(Stored records)
________________________

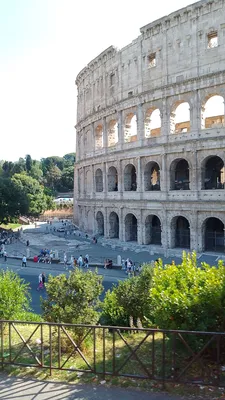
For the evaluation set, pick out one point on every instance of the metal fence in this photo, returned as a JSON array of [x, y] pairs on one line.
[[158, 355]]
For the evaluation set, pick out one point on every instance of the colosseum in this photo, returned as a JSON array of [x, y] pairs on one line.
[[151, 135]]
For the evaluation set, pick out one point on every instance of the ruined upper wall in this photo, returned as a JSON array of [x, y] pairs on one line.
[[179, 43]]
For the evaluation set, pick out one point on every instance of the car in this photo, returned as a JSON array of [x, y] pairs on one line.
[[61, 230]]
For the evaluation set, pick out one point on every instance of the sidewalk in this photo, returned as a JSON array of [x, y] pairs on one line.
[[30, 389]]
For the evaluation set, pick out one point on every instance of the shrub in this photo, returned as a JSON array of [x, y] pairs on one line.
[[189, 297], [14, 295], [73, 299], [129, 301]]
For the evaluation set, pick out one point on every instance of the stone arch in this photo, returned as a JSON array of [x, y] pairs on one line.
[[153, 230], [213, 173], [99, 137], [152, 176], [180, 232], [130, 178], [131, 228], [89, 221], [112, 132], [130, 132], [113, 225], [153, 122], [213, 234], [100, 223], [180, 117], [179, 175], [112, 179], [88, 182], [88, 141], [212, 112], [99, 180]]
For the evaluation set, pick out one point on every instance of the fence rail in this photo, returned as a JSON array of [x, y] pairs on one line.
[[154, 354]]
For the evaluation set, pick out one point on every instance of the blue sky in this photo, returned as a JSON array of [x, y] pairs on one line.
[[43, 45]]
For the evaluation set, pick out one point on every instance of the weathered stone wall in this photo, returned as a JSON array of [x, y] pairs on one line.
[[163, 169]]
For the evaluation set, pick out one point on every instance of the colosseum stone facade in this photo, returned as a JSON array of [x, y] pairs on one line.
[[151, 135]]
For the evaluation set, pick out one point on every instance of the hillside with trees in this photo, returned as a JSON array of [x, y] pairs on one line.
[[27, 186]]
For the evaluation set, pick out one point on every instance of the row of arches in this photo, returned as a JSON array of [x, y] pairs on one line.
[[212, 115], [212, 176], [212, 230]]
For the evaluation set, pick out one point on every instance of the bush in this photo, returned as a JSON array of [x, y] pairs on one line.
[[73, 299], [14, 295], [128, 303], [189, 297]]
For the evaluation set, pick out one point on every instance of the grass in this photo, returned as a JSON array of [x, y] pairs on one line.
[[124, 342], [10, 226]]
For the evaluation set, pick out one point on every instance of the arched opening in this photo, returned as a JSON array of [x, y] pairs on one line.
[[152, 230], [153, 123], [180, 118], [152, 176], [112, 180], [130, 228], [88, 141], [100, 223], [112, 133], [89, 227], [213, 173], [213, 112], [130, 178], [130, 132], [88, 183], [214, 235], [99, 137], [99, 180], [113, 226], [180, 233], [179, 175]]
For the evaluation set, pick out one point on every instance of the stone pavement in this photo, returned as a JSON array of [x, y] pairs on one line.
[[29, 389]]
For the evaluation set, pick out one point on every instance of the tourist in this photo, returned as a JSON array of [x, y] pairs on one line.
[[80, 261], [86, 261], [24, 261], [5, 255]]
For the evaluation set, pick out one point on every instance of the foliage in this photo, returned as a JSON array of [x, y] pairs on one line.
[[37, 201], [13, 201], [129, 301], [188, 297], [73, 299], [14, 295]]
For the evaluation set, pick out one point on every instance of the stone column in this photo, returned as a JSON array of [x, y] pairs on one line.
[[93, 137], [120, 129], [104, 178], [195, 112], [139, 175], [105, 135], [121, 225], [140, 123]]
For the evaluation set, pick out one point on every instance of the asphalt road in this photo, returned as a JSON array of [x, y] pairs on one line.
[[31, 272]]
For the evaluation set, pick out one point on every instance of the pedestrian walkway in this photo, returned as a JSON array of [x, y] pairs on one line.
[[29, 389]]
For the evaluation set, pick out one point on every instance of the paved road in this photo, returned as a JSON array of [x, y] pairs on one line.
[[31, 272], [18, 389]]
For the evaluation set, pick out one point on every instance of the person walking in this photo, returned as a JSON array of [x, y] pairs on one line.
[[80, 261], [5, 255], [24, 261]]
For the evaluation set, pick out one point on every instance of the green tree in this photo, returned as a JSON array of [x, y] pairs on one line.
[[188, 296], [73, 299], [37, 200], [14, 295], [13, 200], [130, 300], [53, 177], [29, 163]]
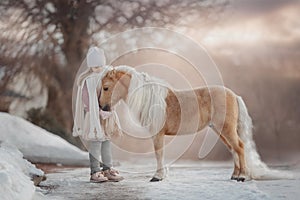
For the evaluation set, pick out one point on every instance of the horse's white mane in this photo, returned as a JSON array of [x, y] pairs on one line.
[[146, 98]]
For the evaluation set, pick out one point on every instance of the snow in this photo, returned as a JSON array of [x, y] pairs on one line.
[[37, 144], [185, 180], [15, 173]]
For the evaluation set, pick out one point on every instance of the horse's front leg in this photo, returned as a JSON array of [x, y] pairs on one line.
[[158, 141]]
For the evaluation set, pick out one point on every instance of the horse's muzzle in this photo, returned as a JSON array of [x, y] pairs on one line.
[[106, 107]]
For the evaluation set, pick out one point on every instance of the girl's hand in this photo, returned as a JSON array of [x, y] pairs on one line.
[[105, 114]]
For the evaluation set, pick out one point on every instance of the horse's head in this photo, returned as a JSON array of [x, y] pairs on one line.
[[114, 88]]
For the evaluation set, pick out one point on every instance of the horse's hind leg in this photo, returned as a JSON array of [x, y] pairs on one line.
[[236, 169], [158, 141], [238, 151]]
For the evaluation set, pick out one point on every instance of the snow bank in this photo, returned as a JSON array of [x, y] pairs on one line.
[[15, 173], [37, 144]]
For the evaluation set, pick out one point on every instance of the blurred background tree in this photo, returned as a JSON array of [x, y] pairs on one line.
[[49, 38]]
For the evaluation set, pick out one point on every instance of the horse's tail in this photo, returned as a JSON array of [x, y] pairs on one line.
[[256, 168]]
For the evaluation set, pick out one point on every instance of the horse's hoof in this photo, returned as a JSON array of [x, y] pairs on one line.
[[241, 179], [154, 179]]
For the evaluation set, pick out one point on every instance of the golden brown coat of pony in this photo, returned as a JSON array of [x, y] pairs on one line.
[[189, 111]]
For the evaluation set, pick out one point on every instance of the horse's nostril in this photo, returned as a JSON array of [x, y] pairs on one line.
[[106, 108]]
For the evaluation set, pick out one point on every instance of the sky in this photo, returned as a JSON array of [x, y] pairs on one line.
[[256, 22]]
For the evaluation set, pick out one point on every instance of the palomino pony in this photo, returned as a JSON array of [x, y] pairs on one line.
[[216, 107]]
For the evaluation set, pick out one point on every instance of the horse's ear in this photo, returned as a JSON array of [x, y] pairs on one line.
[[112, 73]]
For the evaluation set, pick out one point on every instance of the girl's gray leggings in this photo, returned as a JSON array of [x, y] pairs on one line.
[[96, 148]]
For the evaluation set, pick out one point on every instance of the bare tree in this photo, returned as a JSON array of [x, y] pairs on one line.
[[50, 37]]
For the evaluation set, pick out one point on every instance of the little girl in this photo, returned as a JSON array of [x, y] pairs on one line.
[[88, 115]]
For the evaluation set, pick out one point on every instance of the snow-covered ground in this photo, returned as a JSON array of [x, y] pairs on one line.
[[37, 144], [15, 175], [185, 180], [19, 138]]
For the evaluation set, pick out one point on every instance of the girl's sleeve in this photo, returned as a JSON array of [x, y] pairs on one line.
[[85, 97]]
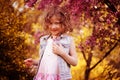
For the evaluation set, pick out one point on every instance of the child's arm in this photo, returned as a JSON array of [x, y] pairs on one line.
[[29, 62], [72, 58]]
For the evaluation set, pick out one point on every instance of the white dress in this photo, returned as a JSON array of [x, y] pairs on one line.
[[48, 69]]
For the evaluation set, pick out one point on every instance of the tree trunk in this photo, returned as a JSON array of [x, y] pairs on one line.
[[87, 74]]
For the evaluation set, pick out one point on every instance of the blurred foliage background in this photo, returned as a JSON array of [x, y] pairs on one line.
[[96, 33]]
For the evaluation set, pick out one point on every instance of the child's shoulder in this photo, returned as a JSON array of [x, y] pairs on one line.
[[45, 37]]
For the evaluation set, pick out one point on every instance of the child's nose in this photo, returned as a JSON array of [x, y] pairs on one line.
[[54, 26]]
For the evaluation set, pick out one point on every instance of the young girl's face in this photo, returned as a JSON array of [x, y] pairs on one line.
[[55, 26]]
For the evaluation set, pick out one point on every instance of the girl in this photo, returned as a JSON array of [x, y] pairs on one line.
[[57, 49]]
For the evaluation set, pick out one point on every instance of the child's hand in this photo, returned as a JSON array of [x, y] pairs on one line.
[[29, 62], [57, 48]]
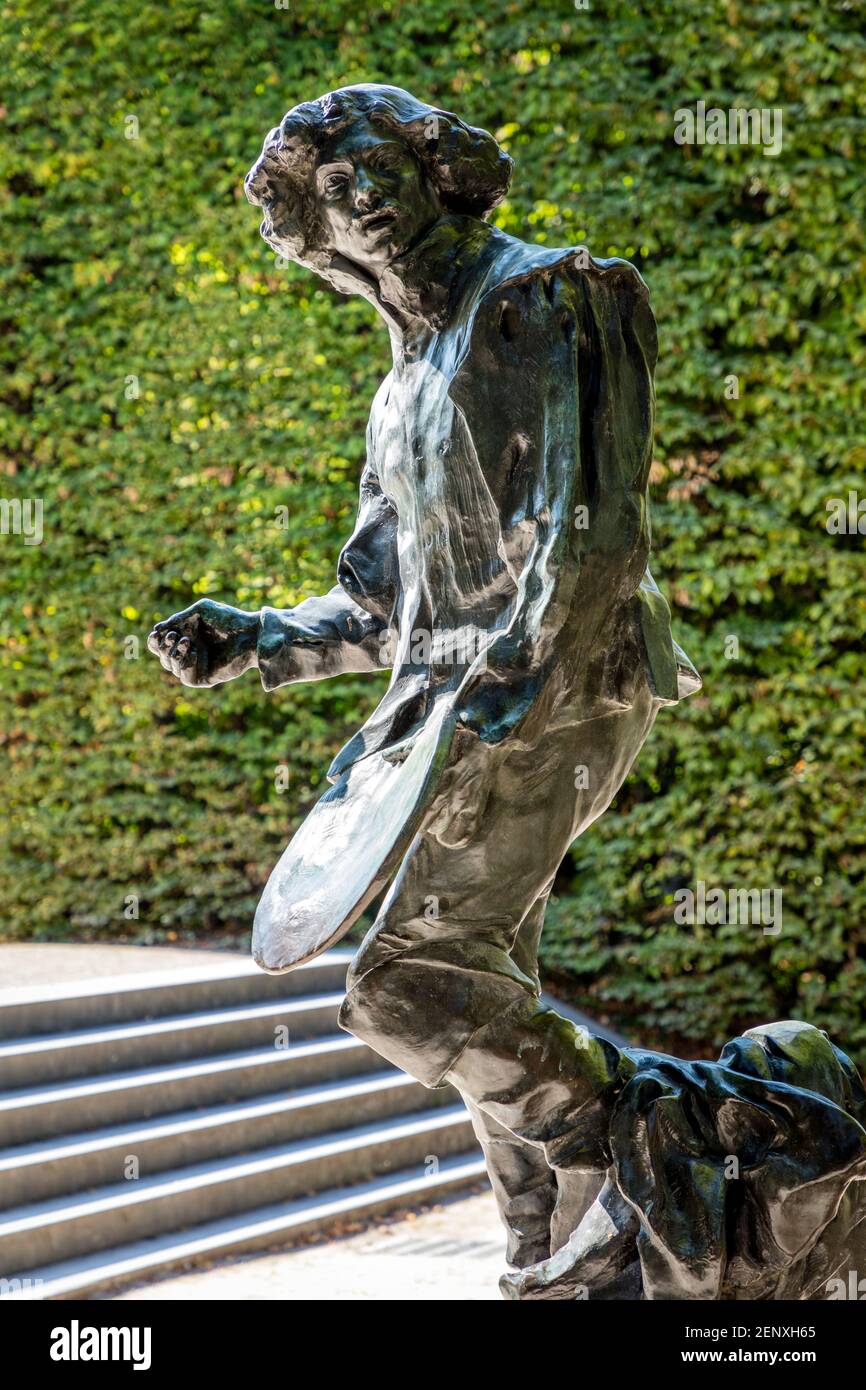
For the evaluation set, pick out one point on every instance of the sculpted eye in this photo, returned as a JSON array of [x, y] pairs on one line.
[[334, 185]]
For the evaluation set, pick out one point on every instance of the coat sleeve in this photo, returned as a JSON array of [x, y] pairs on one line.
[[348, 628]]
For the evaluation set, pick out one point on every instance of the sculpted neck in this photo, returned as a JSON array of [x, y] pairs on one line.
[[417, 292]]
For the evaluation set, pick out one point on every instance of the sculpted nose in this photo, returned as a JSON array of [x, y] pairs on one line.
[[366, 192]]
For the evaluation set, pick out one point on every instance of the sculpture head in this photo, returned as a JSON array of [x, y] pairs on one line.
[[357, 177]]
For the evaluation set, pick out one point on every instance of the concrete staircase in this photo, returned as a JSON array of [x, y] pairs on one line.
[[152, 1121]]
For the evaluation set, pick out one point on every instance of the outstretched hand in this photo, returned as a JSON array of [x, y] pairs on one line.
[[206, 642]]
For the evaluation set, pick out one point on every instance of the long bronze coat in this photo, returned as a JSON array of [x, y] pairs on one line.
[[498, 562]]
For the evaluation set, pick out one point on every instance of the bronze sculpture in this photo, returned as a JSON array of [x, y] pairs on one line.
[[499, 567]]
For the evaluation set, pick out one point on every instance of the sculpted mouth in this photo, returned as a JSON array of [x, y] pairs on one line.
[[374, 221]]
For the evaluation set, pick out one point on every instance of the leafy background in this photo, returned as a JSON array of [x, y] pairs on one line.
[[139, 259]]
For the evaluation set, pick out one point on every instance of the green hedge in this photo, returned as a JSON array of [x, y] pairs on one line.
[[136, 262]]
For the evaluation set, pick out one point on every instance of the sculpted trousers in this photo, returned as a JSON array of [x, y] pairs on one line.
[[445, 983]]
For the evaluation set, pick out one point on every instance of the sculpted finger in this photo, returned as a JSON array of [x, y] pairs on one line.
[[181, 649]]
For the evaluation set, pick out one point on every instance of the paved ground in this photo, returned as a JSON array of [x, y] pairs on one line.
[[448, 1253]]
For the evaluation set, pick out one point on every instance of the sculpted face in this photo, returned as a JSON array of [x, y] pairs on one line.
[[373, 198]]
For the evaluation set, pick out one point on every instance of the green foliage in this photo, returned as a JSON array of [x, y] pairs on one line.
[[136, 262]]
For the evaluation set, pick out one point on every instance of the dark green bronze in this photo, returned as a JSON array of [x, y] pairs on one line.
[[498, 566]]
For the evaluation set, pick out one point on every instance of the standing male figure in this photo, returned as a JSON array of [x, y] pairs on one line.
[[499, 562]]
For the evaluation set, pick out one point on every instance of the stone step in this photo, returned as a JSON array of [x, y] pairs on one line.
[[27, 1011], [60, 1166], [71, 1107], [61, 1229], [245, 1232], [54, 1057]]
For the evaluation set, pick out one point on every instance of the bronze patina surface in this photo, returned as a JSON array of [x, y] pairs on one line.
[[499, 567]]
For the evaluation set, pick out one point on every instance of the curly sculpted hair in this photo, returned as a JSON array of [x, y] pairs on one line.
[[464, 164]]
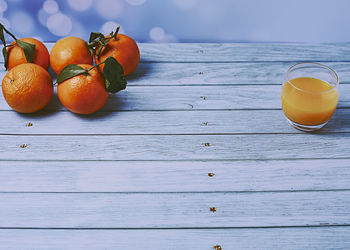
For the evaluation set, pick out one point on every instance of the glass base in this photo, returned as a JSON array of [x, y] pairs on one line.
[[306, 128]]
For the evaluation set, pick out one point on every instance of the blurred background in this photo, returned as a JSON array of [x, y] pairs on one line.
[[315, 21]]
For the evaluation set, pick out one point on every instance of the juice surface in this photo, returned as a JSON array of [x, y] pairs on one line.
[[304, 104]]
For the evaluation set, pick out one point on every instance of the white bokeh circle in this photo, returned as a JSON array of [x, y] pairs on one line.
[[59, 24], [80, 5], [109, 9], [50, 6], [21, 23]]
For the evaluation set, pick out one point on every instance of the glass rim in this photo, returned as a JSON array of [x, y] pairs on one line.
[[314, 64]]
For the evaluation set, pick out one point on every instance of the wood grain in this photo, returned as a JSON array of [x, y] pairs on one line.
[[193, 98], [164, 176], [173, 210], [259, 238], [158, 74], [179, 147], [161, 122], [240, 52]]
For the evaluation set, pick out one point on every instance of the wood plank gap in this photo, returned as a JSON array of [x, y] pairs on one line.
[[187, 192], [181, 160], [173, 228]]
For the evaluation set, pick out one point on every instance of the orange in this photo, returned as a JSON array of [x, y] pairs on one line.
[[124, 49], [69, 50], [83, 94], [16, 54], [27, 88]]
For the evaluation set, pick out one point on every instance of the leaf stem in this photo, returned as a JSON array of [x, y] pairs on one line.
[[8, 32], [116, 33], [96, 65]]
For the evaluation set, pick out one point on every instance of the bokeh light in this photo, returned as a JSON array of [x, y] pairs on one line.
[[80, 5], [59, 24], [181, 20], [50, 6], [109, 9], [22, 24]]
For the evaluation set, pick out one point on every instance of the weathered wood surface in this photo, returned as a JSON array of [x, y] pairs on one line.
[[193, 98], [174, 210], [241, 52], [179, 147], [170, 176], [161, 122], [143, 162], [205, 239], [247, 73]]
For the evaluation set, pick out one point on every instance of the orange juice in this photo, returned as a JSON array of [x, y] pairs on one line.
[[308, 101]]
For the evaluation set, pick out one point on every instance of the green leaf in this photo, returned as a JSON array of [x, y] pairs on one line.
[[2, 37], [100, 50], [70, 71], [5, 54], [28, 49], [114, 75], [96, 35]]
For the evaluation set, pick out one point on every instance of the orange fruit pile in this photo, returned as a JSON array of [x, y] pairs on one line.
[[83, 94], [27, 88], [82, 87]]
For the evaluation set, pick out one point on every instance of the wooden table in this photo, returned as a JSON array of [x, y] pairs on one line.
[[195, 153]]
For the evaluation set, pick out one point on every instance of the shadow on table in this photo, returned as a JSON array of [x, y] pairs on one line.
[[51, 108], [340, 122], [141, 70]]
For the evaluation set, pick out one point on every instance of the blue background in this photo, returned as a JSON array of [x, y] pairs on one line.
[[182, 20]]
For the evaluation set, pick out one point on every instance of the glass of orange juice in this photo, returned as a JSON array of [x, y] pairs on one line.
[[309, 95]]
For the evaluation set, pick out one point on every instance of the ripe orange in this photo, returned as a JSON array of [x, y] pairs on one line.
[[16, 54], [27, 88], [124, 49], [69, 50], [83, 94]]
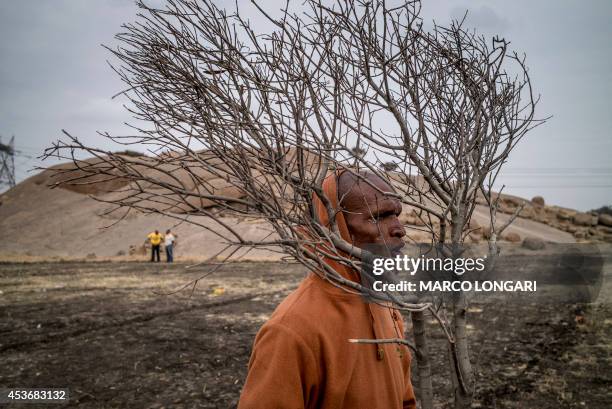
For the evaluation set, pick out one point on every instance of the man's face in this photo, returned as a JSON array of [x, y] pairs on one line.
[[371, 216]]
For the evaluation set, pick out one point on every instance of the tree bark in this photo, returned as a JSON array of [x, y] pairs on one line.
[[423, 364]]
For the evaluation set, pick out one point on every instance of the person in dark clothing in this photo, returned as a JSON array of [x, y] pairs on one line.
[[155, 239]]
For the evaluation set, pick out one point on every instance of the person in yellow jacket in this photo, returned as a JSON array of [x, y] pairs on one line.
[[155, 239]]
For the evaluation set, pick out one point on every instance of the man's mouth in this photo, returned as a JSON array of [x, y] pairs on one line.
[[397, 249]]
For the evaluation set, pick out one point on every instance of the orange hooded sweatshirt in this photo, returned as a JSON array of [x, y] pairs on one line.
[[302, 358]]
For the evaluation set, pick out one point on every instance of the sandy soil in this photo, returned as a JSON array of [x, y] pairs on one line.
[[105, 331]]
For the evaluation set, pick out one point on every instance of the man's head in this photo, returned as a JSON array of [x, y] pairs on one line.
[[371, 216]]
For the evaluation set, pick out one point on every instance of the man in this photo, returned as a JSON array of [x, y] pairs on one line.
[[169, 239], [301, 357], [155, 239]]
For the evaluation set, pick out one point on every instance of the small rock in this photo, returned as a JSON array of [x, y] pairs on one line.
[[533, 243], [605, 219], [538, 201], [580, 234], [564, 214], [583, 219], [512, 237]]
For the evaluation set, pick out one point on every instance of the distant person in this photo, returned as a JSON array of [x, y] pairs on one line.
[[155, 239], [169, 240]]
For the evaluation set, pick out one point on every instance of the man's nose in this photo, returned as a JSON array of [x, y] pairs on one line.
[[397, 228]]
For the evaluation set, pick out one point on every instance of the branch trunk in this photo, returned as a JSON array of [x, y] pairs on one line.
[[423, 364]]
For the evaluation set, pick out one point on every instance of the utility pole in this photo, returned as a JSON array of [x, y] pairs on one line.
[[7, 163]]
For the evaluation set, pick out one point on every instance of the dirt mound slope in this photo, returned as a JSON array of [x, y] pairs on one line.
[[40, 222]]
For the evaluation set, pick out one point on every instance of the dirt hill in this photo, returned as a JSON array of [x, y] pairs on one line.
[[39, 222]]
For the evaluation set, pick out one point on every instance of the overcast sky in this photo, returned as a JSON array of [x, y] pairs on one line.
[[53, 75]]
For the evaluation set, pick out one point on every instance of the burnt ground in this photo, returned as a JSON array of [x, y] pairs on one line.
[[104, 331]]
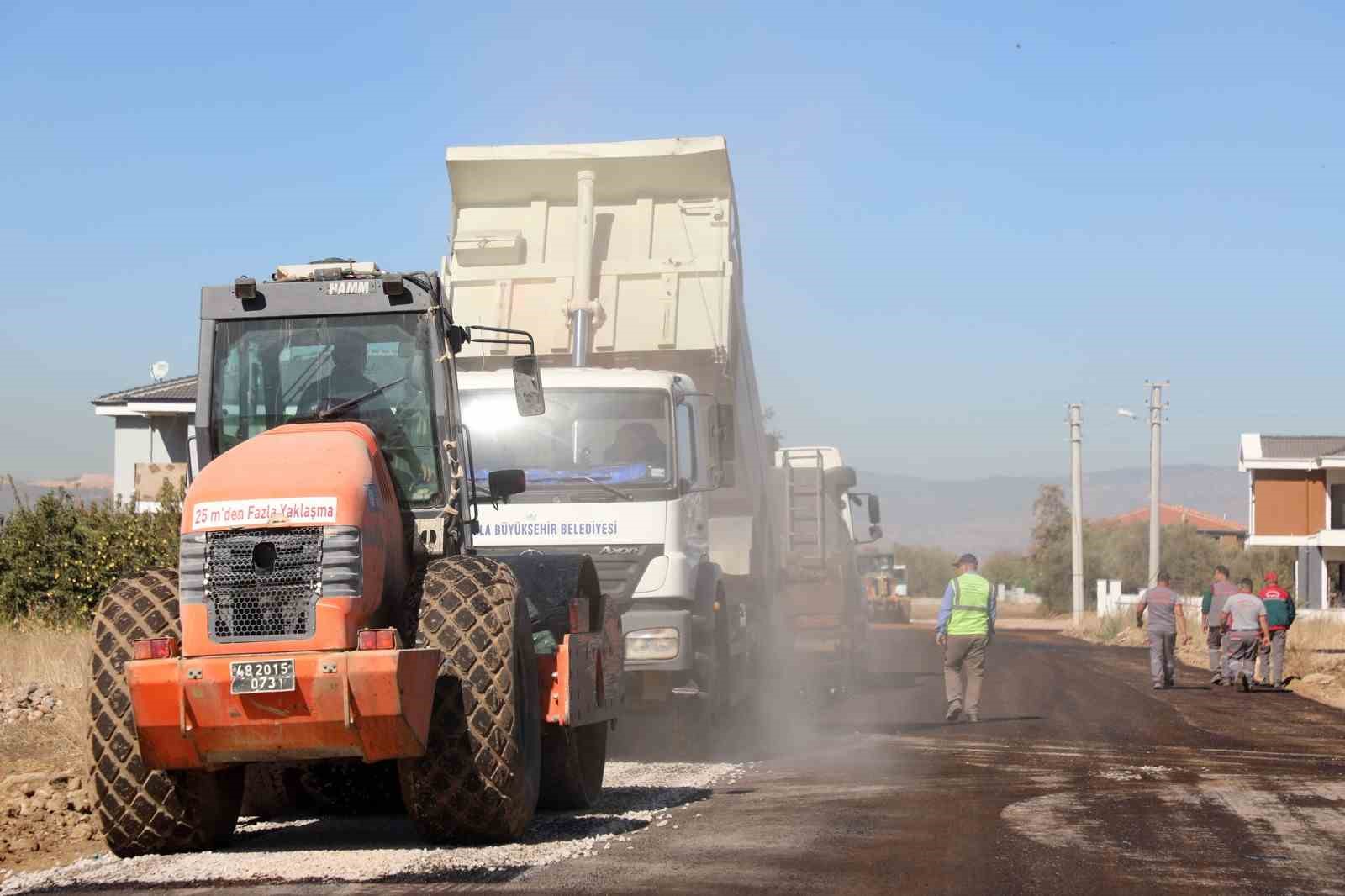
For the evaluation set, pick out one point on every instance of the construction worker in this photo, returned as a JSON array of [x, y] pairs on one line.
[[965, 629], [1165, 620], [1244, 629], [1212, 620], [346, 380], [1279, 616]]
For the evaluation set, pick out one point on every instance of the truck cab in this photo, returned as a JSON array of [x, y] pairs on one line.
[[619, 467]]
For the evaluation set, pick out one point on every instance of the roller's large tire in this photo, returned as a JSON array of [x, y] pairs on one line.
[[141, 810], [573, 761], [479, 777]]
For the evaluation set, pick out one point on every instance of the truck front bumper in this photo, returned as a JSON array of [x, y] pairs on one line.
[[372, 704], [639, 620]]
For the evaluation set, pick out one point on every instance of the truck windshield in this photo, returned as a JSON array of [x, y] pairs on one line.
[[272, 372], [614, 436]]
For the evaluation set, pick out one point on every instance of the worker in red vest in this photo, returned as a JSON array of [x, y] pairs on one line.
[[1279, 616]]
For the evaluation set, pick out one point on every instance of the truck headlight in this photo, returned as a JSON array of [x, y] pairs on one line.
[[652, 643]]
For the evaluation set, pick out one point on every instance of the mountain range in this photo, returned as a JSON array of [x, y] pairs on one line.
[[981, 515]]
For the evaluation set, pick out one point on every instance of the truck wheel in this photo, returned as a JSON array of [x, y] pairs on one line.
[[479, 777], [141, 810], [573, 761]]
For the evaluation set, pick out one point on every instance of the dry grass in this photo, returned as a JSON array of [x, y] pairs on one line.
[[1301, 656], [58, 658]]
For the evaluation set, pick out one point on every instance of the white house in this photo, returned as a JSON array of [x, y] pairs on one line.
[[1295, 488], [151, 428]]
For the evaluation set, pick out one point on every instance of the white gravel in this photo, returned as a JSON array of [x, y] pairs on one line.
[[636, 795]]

________________________

Task statement →
Repeat the lines from the one containing "of the worker" through the end of the listing, exactly and without any other lines; both ends are included.

Solution to the problem →
For the evaluation set, pick out one point on every instance of the worker in red vest in this photo, returned as a JSON array of [x, y] pairs on one line.
[[1279, 616]]
For the evaluation set, pick out one point on every instance of the truck headlight in this photo, returned as a JSON array of [x, y] pairs on one line.
[[652, 643]]
For the evaluation set, pick out one point on every instance of the mountain range in this photo, returned as a JSON array of [x, y] pairs on one line.
[[981, 515]]
For the evaluation set, pick out one point on every instance of the truck wheel in this photo, returned as a JSON array of [x, y] pairs on one line.
[[479, 777], [141, 810], [573, 761]]
For the evaluation set, pick out one point on every instance of the dry grass in this photo, returned as a JSON array of [x, y] pairs on one line.
[[1301, 656], [58, 658]]
For the evaluation set, pick out one point on every instance of the white house in this photo, returned as a JSON array of [x, y] pairs on one line.
[[1295, 488], [151, 428]]
For the evaluation set, pick out one point on every instance of the white gravel in this photo, returned as a JSON array of [x, y] pairs on one line.
[[636, 795]]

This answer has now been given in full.